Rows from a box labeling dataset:
- - - -

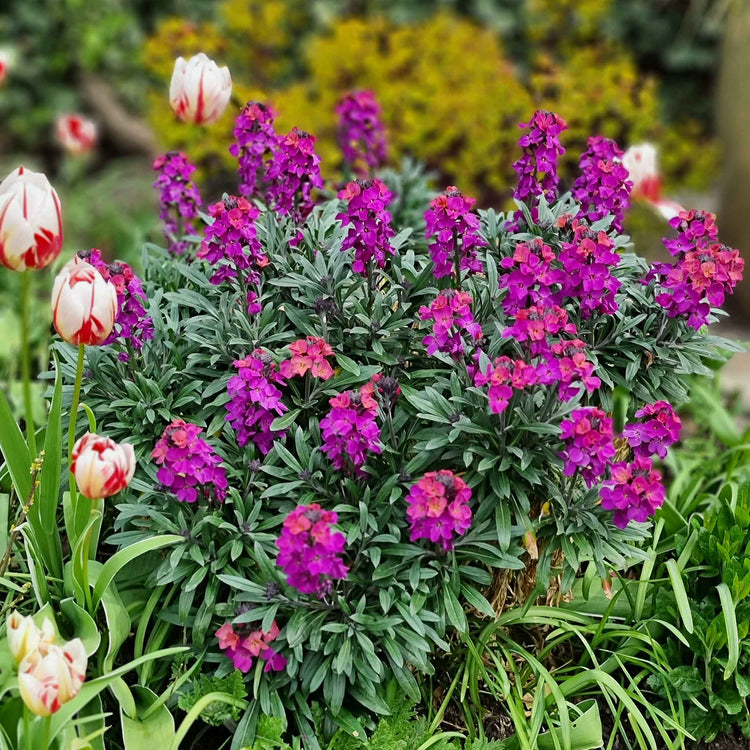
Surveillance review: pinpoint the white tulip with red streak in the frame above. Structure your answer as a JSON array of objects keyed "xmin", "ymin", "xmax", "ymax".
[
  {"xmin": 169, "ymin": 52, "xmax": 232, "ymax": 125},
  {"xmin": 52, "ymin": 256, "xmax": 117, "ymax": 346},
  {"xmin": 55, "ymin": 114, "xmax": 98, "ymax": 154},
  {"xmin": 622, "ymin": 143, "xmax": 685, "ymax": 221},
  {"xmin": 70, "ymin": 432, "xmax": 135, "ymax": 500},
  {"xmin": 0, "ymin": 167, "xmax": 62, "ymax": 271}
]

- - - -

* **Task to carry out**: Rewrite the listing above as a Markdown table with the columns "Row" and "Line," giving one numbered row to each line and omitting blank lines. Leave the picture out of the table.

* **Result for this exercise**:
| Row | Line |
|---|---|
| 1 | Surveillance review: pinpoint the white tulip with red streak in the frame above. Structure your answer as a JSON array of objects keyed "xmin", "ymin", "xmax", "ymax". |
| 2 | [ |
| 3 |   {"xmin": 169, "ymin": 52, "xmax": 232, "ymax": 125}, |
| 4 |   {"xmin": 52, "ymin": 256, "xmax": 117, "ymax": 346}, |
| 5 |   {"xmin": 55, "ymin": 114, "xmax": 98, "ymax": 154}, |
| 6 |   {"xmin": 622, "ymin": 143, "xmax": 685, "ymax": 221}, |
| 7 |   {"xmin": 70, "ymin": 432, "xmax": 135, "ymax": 500}, |
| 8 |   {"xmin": 0, "ymin": 167, "xmax": 62, "ymax": 271} |
| 9 | ] |